* Prompt:
Write down, word for word, the lines of the data below from the line containing "Each instance receives one keypoint. Put a point on the curb" through the end of the data, including both that first line and the last.
— Start Records to process —
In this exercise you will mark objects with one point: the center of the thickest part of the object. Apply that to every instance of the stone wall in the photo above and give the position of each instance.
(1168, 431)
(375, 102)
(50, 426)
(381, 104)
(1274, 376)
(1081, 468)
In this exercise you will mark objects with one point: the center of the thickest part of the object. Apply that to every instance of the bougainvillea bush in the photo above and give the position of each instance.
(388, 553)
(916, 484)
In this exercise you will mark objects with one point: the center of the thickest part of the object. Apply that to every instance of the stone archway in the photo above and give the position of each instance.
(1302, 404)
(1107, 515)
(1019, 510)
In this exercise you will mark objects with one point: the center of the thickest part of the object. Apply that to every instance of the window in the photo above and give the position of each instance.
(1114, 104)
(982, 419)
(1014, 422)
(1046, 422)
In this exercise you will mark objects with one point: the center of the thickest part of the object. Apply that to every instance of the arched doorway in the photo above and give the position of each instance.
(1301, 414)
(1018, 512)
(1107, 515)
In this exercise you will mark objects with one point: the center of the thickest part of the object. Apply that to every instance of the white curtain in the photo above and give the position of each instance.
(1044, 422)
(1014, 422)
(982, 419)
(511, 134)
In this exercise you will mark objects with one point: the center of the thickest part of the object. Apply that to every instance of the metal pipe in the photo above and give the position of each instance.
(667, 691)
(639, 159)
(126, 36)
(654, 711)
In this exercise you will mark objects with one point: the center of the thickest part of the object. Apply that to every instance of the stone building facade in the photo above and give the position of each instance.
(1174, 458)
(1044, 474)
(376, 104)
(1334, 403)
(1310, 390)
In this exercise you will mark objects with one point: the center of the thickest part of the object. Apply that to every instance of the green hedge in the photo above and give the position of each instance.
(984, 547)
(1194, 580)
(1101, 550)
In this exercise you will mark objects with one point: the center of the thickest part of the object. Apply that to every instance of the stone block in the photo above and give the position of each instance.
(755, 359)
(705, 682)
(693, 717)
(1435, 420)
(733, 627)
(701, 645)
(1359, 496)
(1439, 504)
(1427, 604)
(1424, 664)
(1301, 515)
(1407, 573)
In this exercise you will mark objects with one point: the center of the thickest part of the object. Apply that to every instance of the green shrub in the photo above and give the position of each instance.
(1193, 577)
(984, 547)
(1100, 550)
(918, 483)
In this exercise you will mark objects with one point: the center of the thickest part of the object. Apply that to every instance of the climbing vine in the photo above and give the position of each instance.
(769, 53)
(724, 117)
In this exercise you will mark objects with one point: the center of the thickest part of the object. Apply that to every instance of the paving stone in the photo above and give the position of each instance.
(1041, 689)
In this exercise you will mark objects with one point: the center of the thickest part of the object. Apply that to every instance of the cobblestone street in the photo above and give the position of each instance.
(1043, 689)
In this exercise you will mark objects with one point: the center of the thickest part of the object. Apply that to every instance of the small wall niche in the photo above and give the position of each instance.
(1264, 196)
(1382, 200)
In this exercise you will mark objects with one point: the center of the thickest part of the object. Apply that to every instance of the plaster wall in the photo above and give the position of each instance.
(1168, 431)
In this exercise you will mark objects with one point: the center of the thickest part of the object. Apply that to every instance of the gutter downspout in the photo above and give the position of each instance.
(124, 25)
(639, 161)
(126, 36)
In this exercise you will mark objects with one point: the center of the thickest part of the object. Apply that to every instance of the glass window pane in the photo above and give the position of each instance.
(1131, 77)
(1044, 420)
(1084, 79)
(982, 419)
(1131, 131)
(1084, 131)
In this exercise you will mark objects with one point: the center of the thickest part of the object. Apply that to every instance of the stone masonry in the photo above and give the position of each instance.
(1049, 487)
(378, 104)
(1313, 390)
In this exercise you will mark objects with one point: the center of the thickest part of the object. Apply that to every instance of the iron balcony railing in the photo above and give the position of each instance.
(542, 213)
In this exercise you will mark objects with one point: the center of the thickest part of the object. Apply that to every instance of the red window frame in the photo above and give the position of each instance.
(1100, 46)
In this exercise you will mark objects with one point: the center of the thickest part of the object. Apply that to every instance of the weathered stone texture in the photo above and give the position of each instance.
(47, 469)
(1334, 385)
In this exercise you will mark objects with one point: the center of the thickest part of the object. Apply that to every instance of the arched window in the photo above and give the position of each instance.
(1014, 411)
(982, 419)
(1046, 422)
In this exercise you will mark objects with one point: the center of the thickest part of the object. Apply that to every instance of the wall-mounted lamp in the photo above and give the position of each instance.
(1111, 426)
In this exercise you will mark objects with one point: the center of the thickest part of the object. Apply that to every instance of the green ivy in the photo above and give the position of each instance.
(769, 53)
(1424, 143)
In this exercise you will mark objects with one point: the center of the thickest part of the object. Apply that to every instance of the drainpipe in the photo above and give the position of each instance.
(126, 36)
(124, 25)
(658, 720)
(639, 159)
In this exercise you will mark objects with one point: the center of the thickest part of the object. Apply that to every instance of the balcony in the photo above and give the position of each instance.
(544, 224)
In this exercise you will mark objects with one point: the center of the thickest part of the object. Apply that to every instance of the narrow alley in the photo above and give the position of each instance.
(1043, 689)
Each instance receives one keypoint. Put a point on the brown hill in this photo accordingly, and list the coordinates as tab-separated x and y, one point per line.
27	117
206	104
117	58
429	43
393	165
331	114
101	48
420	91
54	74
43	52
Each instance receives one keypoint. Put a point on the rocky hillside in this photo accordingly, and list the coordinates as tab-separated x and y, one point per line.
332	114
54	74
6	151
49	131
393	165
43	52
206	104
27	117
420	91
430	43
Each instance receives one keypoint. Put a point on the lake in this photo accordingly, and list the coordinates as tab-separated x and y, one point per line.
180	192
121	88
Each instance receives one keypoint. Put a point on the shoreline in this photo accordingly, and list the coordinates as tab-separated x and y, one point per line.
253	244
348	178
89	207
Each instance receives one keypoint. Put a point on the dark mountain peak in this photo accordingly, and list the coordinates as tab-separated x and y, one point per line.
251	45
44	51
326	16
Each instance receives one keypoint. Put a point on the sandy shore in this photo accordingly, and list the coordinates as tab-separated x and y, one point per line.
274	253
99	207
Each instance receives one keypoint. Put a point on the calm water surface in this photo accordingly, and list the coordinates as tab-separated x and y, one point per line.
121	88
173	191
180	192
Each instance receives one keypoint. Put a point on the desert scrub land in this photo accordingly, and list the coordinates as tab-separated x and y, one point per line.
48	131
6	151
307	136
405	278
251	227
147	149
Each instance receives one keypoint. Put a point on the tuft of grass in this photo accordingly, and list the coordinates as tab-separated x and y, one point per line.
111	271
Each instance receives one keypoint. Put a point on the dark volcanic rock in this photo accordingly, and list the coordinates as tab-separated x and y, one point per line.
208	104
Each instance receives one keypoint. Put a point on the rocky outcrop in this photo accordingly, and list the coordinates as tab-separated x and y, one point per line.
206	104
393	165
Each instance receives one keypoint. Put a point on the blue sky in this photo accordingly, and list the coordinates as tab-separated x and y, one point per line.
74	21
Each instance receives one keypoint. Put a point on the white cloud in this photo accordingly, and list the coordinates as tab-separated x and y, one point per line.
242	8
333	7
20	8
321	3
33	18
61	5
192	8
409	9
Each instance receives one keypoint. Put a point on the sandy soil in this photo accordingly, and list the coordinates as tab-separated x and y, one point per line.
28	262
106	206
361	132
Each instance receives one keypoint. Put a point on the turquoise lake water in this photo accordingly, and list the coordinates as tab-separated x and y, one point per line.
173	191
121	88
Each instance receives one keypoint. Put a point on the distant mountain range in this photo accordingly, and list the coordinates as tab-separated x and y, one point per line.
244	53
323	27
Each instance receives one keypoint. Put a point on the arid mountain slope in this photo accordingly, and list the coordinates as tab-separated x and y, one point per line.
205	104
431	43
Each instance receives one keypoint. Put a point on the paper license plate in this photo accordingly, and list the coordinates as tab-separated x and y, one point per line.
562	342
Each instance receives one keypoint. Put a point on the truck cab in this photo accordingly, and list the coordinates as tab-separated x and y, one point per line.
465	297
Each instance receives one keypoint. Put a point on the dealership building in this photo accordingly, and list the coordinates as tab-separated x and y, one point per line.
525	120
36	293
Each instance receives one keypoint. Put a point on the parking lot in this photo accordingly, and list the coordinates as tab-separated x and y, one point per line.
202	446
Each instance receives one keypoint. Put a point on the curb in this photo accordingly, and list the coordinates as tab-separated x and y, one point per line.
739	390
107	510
— End Records to process —
* The result:
Each instance receives one keypoint. Put a point on the curb in this photo accordingly, and list the coordinates as tab-separated x and y, one point per line.
739	390
107	510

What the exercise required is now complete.